======== Extract to read

This storybook is going to be rocking, I guarantee it.

Name: Captain Christopher Jefferson

Gender: Male

Age: 26

Profession: Christopher was promoted Captain under Major General Nathanael Greene after his admirable (though somewhat reckless) charge against the British regulars at the Guilford Courthouse in North Carolina in 1981. Captain Jefferson was a dedicated and reliable soldier. When there was a task that needed to be done, his superiors could count on him to accomplish the task. After the war, Christopher originally planned on settling down in Virginia with his sweetheart, Catherine Blackwell. Upon his return to North Carolina, Christopher received a mysterious letter from his old friend Sergeant Major Thomas Roberts, beseeching Christopher to meet him in Boston. What Robert wants is anyone's guess, but Christopher knows that the troubled man wants more than a simple cup of tea.

Appearance: Christopher is 5'11 with blue eyes and dark brown hair tied in a pony tail. Like many of the Revolutionaries, he wears a three cornered hat. While Christopher comes from a rich plantation family, he doesn't like to flaunt his wealth. Instead, he wears a very simple blue, double breasted overcoat over his white shirt and simple cravat. In place of regular boots, he wears his military boots from the war.

Skills: Like all gentlemen, Christopher is well mannered and proper. His charming, southern drawl makes him an expert at coercion. It also makes him favorable to the northern ladies. Christopher is a gifted fighter, especially in hand to hand combat. Due to his heritage, Christopher is extremely wealthy and can pretty much buy what he wants, but is somewhat of a penny pincher.

Flaws: Like most southerners, his pride and ego have a hard time fitting in a room. Christopher is sensitive and very protective about his southern heritage. Because he was protected in his youth, Christopher is awkward when intimate with women. The only woman he has ever kissed is Catherine. He is a strong supporter of states rights rather than a powerful federal government. This will alienate him in a city like Boston.

================

Aim A
Return each line of the records that contains the word "rocky".
The records have no connection to the character sheet above.

======== Supplied records

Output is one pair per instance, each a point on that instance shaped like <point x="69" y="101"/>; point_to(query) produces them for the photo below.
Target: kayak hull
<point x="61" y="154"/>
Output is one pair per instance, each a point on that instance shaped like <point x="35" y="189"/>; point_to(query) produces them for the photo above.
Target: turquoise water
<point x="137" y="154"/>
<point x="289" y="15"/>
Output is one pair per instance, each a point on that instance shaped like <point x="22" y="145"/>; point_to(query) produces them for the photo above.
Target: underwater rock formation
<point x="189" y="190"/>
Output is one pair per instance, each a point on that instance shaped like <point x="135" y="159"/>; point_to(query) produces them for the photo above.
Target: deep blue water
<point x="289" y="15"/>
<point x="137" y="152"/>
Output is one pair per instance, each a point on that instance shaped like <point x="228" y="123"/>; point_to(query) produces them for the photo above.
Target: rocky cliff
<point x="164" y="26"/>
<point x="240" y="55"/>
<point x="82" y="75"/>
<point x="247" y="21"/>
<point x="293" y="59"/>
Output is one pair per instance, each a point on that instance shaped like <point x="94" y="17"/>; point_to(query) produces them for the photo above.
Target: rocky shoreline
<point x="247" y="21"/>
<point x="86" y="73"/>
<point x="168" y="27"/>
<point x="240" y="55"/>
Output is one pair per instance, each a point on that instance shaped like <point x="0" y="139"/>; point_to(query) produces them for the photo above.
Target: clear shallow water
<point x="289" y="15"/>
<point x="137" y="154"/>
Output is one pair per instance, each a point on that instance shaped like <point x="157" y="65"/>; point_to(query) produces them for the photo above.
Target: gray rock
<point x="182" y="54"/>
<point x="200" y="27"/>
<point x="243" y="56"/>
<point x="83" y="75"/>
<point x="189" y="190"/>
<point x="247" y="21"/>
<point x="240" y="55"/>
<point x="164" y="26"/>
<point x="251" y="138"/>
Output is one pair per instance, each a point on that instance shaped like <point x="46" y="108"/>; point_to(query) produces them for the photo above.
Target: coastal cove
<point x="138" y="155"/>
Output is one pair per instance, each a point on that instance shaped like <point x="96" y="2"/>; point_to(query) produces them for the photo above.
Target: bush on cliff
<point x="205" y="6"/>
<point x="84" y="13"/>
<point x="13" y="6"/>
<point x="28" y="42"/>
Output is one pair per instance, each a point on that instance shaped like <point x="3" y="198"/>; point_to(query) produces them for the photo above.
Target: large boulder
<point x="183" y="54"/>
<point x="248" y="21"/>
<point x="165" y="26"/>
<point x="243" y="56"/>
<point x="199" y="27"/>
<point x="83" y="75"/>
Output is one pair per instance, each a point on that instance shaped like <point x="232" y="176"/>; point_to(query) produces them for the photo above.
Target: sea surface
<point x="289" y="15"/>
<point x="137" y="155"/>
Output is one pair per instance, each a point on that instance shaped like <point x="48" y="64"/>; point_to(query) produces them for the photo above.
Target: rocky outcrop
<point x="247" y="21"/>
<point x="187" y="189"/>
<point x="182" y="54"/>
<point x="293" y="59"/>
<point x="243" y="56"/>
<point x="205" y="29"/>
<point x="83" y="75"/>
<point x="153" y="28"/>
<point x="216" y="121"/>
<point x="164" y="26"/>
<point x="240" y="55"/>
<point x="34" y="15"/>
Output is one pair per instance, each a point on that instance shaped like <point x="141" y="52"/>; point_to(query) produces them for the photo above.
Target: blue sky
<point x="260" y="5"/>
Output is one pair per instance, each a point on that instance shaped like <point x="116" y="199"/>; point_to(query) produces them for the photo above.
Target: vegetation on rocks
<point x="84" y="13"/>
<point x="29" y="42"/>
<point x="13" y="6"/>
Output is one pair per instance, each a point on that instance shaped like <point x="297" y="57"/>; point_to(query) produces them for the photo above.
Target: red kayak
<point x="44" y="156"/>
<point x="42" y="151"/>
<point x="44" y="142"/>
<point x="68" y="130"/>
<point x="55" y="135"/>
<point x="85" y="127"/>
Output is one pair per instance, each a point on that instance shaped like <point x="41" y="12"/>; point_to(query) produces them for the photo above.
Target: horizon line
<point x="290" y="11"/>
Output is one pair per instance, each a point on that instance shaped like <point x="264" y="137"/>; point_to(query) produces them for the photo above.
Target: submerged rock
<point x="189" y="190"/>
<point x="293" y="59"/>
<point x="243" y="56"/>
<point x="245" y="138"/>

================

Aim B
Please translate this sentence from the character sheet into Spanish: "Captain Jefferson was a dedicated and reliable soldier."

Task result A
Target: rocky cliff
Target: rocky shoreline
Target: rocky outcrop

Task result B
El capitán Jefferson era un soldado dedicado y confiable.